In the lines below, find the one that contains "Could you spot the blue" and write it out exactly, along with every line that follows it.
Start of Extracted data
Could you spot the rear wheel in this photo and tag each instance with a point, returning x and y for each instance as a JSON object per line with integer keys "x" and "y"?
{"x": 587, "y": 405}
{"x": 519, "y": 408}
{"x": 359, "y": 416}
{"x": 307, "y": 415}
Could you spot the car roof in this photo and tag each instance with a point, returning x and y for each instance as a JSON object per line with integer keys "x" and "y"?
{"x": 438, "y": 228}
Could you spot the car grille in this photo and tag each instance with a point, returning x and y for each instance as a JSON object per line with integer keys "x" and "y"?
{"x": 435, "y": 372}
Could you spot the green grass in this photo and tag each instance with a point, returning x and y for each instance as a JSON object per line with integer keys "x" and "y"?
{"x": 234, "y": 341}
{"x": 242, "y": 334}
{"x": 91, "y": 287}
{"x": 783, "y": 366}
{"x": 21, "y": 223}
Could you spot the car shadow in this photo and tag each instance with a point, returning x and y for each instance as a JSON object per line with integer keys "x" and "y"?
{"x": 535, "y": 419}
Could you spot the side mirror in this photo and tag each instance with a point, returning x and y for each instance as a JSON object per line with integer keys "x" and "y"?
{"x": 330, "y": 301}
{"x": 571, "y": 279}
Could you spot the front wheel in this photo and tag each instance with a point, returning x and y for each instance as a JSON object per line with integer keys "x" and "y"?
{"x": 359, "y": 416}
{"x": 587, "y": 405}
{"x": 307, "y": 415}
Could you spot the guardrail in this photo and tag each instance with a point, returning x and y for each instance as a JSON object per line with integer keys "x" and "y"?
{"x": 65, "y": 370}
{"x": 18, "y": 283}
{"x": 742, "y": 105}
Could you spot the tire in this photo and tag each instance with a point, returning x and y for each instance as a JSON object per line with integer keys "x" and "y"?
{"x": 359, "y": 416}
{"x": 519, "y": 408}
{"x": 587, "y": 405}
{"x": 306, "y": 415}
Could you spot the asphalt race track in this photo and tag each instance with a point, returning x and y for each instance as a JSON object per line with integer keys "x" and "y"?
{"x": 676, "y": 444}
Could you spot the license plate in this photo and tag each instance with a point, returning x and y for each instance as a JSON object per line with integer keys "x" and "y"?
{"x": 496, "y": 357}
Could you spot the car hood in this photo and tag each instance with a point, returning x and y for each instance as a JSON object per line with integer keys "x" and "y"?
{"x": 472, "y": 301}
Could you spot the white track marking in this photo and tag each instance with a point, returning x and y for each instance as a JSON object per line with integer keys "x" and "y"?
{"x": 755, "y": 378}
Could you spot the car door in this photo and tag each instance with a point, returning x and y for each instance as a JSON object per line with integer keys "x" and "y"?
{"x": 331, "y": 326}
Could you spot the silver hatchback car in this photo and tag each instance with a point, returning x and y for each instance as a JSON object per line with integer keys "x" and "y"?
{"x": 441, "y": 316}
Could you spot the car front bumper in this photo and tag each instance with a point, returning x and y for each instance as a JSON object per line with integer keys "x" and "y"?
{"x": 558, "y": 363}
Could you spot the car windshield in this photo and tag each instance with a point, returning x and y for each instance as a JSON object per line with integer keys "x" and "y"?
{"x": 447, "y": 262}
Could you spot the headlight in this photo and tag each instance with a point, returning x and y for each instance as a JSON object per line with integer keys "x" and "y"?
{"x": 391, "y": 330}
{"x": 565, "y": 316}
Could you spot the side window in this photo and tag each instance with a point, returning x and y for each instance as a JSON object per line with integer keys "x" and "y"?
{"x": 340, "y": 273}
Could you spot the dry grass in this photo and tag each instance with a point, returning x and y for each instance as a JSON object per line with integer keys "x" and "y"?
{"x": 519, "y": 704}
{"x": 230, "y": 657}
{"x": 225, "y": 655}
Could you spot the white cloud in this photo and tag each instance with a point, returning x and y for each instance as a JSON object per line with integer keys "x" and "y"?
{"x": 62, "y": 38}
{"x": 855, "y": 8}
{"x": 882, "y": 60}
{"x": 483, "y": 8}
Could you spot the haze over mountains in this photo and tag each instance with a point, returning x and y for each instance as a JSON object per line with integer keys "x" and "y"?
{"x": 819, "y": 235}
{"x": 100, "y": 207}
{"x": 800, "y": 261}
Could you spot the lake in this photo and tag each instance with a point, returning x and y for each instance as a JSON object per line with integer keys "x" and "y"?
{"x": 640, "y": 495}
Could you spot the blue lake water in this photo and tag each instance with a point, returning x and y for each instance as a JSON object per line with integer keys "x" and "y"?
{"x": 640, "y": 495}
End of Extracted data
The answer:
Could you spot the blue lake water in this photo and tag each instance with a point, returning x and y for each instance as a JSON object per line with integer keys "x" and "y"?
{"x": 640, "y": 495}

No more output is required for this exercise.